ЗАДАНИЕ 1 >>
Ответьте по ветке форума о драйвере GMA3600 для XP:
(а) Какой номер у последнего выпущенного драйвера для XP?
(б) Какой процессор стоит в нетбуке автора ветки?
(в) Какие производители названы в последнем сообщении?

ИСХОДНЫЙ ДОКУМЕНТ >>
··········
# Компьютерные технологии > Железо (hardware) > Драйверы и прошивки BIOS >  Драйвер для GMA3600 XP

## ЛеонтийСПб

Добрый вечер коллеги!
У мен нетбук Packard Bell с картой GMA3600. Удалось поставить системку ХР. Мне она нравится, да и звук с сайта радиостанций на ней идет без щелчков в отличии от семерки. Но проблема с драйвером для встроенной видяхи. Полноценный еще для нее не выпущен. Выпустили какой-то странный 1.15 последний. Когда его начинаешь инсталировать он выкидывает целую серию окон настройки вплоть до биоса. Все расписано на английском. Там столько ручных настроек, что просто теряюсь в них. А по умолчанию не ставится.
Вопрос. Кто-нибудь ставил такой драйвер? Можно рассказать как его настраивать?

----------


## tamalex

Смотрите драйвер на вашу модель бука здесь

----------

ЛеонтийСПб (22.10.2012)

----------


## ЛеонтийСПб

Большое спасибо за адресок, пригодится. Но там все устарело. Встроенная видяха intel GMA3600 самая последняя модель видяхи для  этого нетбука. Для семерки драйвер недавно выпустили и я его скачал и установил нормально. А вот для ХР-шки тоже выпустили. Но.... его нужно настраивать при инсталяции и в этом проблема - не умею. Попробовал со словарем, но все равно компьютерных знаний не хватает, скорее программисты разберутся. Вопрос собственно к тем кто встречал подобную лабуду - крутую и длинную  настройку при инсталяции.
Но надо попробовать там зарегистрироваться и поработать с ребятами....

----------


## tamalex

> У мен нетбук Packard Bell





> для этого нетбука.


А модель какая - большой секрет?

----------


## ЛеонтийСПб

dot s, проц Intel Atom N2600, 2 Gb ОЗУ, Видяха intel GMA 3600
Все дело не в модели, а в драйвере. У него какая-то особенность установки. Он сам не встает. При инсталяции выкидывает окна настройки, все по английски, для меня затруднительно произвести его конфигурацию.

----------


## ЛеонтийСПб

Оттуда удалось более или менее подобрать. Один постоянный участник постарался и выложил свою сборку. Еще раз, спасибочки!

----------


## pearlofrup

И опять проблема. Как бы я не пытался - драйвер не устанавливается. Может быть такое, что для моей системы все драйвера слишком старые?

----------


## Init17

Как фирмы у вас устройство - Samsung, Acer, Asus :) Все драйвера можно скачать с официальных сайтов производителей именно под вашу систему.

----------
··········
ПРИВЕДЁННЫЕ ЗАПИСИ >>
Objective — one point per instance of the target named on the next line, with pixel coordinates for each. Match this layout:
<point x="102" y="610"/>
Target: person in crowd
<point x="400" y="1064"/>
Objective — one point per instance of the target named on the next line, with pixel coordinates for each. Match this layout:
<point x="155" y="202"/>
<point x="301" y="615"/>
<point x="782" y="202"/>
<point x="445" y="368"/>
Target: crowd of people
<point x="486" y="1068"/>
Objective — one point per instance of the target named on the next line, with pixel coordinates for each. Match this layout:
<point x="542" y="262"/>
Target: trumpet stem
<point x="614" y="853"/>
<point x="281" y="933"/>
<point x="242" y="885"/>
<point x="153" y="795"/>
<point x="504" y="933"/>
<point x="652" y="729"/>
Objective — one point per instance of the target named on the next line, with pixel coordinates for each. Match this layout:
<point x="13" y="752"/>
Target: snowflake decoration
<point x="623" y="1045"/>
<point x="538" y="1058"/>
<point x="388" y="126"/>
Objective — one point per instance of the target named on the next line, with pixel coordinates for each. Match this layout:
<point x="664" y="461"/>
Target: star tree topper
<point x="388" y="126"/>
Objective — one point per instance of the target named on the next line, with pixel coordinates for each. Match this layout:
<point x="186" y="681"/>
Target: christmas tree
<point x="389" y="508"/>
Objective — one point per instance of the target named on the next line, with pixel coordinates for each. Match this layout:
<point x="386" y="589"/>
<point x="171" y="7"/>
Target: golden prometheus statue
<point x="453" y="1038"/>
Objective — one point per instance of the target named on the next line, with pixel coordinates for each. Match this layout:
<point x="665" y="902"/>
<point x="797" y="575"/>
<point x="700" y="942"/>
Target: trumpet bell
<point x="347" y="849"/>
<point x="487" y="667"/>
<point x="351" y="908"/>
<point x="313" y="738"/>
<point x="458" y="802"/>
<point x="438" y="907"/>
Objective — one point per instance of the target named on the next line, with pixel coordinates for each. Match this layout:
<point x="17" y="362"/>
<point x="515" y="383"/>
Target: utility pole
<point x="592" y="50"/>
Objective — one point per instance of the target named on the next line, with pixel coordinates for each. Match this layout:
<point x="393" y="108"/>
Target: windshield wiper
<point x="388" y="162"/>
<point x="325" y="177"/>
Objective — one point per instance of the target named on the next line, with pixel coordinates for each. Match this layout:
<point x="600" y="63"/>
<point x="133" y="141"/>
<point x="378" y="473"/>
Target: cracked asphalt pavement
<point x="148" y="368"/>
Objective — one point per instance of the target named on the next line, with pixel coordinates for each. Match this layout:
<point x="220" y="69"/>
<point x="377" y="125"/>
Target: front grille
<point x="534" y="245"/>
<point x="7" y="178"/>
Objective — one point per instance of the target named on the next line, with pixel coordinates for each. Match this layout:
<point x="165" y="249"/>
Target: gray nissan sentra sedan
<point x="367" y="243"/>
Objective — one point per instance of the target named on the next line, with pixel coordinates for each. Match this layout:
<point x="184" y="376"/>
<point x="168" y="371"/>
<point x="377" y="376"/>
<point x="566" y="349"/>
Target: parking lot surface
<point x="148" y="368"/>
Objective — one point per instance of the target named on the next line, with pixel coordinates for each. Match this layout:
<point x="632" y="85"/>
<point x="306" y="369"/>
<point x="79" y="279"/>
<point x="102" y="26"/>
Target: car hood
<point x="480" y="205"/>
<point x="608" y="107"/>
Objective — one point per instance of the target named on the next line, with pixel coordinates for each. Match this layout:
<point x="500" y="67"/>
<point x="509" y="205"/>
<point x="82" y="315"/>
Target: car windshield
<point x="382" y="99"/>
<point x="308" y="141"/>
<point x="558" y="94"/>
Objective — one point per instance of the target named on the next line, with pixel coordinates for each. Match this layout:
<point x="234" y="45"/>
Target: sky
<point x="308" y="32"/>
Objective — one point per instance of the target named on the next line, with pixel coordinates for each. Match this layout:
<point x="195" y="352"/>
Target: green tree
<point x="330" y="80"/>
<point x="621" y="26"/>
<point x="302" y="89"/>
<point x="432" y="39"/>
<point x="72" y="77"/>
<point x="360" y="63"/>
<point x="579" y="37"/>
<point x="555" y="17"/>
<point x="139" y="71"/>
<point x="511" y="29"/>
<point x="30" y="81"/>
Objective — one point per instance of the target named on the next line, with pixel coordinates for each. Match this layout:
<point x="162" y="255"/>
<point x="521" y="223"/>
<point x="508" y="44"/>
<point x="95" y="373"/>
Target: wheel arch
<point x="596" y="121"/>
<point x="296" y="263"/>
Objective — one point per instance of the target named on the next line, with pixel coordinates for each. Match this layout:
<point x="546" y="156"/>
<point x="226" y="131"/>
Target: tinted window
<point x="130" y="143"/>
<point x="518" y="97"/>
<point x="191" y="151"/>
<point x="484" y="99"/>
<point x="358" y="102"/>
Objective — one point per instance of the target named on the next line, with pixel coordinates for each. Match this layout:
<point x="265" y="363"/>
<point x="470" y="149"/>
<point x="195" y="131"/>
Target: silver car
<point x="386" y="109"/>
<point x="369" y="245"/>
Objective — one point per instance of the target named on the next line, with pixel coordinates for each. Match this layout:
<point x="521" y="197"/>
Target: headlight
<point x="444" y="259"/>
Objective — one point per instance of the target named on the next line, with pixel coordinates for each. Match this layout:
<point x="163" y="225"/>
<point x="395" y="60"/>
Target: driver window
··········
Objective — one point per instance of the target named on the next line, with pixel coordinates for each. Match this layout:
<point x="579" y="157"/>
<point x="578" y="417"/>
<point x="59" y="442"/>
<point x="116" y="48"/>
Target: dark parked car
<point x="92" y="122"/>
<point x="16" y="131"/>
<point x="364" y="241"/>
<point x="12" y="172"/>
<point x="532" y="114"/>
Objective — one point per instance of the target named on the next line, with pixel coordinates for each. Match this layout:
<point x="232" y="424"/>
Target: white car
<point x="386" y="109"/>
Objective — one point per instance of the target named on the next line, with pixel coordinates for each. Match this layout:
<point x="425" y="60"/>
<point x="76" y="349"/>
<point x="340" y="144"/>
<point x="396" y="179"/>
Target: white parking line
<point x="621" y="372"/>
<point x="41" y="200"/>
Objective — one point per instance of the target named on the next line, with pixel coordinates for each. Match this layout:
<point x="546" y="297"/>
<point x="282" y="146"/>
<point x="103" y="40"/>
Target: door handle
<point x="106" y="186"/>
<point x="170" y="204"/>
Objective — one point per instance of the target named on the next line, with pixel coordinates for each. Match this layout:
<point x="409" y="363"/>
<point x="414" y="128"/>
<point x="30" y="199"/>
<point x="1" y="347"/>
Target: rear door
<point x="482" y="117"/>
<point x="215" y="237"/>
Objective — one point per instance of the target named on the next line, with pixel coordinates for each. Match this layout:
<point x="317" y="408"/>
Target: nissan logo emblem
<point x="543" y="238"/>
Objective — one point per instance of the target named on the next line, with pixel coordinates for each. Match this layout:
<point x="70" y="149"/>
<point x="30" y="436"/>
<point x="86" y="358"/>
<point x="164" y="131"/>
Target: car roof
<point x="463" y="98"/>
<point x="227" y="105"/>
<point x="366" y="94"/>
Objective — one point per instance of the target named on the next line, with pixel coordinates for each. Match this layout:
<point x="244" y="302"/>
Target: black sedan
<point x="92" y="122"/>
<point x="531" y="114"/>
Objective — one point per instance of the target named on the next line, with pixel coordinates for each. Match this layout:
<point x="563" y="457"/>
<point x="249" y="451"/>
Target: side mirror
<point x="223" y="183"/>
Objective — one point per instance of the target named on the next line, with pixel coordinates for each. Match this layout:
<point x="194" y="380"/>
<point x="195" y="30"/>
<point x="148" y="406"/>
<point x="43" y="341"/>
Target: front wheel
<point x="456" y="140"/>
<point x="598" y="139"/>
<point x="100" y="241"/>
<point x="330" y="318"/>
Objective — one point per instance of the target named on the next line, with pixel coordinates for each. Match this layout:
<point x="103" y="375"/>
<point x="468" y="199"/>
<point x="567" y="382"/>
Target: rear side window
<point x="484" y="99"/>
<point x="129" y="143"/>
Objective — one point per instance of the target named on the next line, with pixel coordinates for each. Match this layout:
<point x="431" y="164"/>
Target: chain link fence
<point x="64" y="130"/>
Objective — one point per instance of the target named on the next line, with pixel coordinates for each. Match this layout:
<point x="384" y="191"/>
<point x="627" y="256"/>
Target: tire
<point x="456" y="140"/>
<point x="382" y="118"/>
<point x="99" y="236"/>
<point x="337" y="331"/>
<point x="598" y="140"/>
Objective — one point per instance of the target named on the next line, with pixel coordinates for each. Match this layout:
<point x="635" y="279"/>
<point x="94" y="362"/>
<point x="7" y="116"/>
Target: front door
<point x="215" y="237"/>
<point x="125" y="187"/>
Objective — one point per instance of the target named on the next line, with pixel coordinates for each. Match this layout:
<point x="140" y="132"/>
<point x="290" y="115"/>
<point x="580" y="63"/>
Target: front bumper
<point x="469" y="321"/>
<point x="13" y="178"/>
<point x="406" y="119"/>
··········
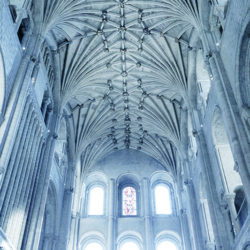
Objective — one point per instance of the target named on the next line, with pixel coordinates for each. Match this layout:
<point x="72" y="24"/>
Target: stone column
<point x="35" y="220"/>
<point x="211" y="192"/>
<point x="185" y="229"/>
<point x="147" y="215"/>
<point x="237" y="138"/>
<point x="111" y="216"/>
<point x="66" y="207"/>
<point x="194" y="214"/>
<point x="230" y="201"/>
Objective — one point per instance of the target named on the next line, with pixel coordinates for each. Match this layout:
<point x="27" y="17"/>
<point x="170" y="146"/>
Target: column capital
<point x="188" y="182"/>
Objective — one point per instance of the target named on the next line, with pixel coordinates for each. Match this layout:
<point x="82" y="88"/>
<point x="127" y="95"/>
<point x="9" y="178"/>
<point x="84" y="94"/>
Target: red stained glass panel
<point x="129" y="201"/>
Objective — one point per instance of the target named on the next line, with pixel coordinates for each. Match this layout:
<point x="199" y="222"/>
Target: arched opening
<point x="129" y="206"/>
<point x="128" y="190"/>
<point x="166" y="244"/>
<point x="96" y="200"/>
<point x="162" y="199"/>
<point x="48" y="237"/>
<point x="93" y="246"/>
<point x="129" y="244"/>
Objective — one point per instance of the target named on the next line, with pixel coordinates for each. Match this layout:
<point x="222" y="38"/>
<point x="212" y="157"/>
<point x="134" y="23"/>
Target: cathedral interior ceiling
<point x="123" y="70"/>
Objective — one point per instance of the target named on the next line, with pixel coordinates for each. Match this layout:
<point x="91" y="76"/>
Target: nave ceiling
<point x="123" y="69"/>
··········
ЗАДАНИЕ 2 >>
Найдите в записях все строки со словом "trumpet" и перепишите их.

ПРАВИЛЬНЫЙ ОТВЕТ 1 >>
(а) 1.15
(б) Intel Atom N2600
(в) Samsung, Acer, Asus

ПРАВИЛЬНЫЙ ОТВЕТ 2 >>
Target: trumpet stem
Target: trumpet bell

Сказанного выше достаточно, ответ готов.